Tuesday, October 03, 2006

Day-Lefth...







Tuesday 19th September 3:10 pm

It’s cold and windy outside. I’m with Sadia in the comforts of our boudoir. My husband is in class since 8 am this morning. It’ll be another long night. By 9 pm only he’ll be back.

Come this Thursday, it’ll be two weeks long my family and I have been in Delft (DAY-LEFTH, as the locals say it, with a slight ‘H’ inflection like ‘Twelfth’), Netherlands. Oh yeah, it’s wrong to say Holland since Holland comprises only a region of the country – Netherlands. With my husband having classes a few days after we arrived, the first week was ‘make-it-or-break-it’ moment for me. However, the long respite of hot weather last week lent support to my adjustment period.

Now, the weather has turned cold (didn’t I say that before?). Yes, cold. And dreary. I shouldn’t complain though. It was cold and rainy when we touched down in Schiphol airport during the wee hours of the morning on 7th September. Against the chilly rain and with Sadia in my arms, I had to sprint (or you could safely say – walk briskly) to the van taxi that would bring us to Delft. Lo and behold, we got stuck in the morning rush hour which contributed to an exorbitant taxi cost of Euro103! Of course, we couldn’t lug all four gigantic bags into the train (Hopefully, come touristy time, we’d be able to travel light). The protracted car ride coupled with lethargy from the 13-hour transcontinental flight also set off an inconsolable cry by Sadia in the taxi. She cried her heart out much to our helplessness, until she fell asleep on my shoulder. Who wouldn’t cry coming out from one compact space into another?

The first day, my husband booked us into Johannes Vermeer Hotel, which cost around Euro125 a night. It is a quaint place with replicas of Dutch famous painter’s works on display in every room (or ‘Kamer’ as they say it in Dutch), hallway and in the lobby where a small bussel desk cum receptionist and a glass cabinet encasing Vermeer-esque paraphernalia are located. Funny thing is the hotel has this Do-It-Yourself kind of setting where you have to take your own bags upstairs to the room (it doesn’t have any lift!), you go downstairs to retrieve your free WIFI password and you help yourself to cutlery and plates for breakfast (Luckily, the lobby also has a small store where we store our big luggage!). Also, the room doesn’t come with its own miniature fridge but instead you are given a key to a big glass ‘fridge’ – the one you can easily find at 7-Eleven – situated at a common landing area, to get your own sodas and other beverages. You then tick which beverage(s) you have taken in a form provided inside your room, which in turn indicates how much you have to pay upon check-out. All fridge-relatd activities are under the watchful eye of a CCTV!!! This Spartan-like service must be owing to the fact the place is co-owned by this lanky blonde woman – who I might add became rather standoffish when I asked too many questions (Hehe – I have that effect any where in the world).

____

Extend the Delft blog post, picking up right after its final sentence. The items after the Delft blog post aren't needed.

____

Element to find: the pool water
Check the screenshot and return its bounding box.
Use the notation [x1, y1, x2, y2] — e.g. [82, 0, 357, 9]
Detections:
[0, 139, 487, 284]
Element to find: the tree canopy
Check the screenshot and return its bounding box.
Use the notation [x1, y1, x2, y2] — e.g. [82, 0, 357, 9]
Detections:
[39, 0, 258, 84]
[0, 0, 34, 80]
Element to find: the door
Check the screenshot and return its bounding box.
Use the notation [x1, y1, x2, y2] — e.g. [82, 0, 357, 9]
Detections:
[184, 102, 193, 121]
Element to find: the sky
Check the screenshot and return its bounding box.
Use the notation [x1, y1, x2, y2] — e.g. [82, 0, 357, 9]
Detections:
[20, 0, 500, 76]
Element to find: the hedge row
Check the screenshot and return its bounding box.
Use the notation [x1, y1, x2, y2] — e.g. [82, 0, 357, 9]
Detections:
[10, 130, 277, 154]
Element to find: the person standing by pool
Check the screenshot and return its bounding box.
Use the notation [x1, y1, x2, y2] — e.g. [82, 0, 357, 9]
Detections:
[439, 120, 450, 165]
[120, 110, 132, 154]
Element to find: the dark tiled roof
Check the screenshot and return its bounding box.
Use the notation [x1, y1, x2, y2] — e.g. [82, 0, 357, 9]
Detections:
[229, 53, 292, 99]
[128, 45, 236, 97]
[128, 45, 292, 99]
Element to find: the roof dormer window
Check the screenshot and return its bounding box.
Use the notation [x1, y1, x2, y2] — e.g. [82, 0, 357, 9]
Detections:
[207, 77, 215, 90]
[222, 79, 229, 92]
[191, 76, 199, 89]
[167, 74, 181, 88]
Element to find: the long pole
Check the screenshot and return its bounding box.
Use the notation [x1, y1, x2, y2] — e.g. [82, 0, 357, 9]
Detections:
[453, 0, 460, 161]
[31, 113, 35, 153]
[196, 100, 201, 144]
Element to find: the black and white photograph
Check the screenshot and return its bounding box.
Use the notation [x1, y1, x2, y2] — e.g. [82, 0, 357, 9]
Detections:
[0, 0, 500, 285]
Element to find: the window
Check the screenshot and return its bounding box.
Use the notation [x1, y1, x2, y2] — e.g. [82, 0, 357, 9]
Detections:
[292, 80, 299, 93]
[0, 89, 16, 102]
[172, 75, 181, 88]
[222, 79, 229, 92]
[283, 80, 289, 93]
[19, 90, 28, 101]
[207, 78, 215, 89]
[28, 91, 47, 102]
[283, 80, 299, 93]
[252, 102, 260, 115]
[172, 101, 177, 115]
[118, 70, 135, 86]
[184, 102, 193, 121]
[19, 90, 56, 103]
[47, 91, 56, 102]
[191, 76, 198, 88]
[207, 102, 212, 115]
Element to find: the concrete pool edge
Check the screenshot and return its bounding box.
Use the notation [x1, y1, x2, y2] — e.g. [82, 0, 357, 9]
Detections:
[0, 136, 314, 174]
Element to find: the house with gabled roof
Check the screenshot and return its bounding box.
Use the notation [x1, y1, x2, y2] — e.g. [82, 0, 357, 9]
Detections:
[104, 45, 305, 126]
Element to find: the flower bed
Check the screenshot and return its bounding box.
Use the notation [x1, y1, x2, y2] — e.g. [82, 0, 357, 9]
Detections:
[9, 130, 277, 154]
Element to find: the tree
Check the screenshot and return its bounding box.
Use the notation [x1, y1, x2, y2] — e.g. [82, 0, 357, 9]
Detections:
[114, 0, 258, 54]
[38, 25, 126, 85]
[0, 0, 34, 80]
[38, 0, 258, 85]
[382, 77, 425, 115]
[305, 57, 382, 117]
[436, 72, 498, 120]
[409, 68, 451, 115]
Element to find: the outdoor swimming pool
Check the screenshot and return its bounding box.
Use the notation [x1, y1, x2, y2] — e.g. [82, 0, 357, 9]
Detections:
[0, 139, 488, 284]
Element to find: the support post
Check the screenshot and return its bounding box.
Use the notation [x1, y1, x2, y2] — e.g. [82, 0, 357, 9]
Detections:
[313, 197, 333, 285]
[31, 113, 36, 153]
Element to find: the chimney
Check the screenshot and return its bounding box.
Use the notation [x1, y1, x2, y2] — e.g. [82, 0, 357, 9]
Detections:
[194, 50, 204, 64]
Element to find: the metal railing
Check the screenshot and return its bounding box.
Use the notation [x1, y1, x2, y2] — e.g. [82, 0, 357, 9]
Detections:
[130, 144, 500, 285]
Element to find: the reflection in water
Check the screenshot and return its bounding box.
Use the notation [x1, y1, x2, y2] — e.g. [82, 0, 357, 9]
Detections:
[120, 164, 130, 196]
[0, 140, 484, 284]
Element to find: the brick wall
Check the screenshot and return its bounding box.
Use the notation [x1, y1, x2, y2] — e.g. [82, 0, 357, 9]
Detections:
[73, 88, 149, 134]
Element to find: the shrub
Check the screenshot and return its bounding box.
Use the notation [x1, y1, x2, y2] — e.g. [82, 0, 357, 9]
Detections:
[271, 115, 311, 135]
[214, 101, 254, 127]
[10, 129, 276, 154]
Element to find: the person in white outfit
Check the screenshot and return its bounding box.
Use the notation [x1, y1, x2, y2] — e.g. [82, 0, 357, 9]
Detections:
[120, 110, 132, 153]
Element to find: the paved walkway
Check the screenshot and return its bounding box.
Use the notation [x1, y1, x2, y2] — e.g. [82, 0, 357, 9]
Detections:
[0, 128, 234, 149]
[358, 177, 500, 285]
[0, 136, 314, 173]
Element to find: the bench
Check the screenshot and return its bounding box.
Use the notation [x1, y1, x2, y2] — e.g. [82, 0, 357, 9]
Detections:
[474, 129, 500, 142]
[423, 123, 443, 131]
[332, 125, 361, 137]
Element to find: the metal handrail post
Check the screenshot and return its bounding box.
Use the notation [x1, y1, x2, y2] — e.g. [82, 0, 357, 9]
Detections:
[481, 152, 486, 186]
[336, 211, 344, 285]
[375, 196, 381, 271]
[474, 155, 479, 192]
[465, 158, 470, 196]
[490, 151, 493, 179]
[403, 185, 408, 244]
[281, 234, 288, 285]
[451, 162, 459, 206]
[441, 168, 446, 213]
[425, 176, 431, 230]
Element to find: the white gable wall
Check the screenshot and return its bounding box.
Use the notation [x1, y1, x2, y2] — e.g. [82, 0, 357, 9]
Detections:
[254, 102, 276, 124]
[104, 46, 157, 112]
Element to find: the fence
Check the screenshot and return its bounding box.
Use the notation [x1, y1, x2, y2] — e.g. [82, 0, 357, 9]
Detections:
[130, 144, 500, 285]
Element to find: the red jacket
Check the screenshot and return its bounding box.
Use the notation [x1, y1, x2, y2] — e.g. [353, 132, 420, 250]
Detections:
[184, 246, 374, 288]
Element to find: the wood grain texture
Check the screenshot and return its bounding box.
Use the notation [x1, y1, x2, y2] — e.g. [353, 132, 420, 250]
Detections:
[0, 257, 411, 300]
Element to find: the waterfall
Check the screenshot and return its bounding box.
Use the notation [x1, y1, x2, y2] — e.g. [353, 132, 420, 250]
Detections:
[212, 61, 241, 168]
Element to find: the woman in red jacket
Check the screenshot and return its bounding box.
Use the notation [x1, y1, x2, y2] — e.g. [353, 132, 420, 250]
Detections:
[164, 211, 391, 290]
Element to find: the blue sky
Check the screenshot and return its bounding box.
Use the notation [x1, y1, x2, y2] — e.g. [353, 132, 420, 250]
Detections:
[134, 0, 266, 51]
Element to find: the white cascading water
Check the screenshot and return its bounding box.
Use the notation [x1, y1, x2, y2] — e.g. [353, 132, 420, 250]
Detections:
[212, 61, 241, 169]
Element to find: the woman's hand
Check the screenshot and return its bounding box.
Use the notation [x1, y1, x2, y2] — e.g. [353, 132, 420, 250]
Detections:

____

▶ _Task output_
My husband scurried to his university after depositing us in our Kamer to rest and knock our shoes off. By that time, my facial skin had begun to flake off and to make matters worse, I had caught the flu bug possibly from a family member in Malaysia (or was it from the lady sitting in front of us in the flight who kept sneezing?). After our beauty sleep at the hotel, he came back gushing over the soon-to-be-ours apartment that he had the pleasure of viewing. I’m quite surprised my husband has all this energy left to go around and run errands that could have waited until we stretched our legs in the hotel room. I guess he is used to it from his travels. And partly, it is in his nature to get things settled first before he can relax. As for me, I was travel-weary and jet-lagged. We later had our first real meal (if you could call fast food REAL) in McD, filet-o-fish set for lunch and by 4pm we had snoozed off until 2 in the morning! Jet-lagged big time!

The next day, following DIY breakfast, we moved into our apartment. The lift was broken however, so my husband had to divvy up the clothes and other knick-knack from those big luggage into a smaller bag before hauling them up the narrowed stairs. Yes, we live on the second floor where access is only (save for the lift) by way these spiraling rickety wooden stairs which can accommodate one person at a time on each of its step. Yep, it’s that tiny so you cannot walk up hand in hand if the occasion EVER happens to call for it.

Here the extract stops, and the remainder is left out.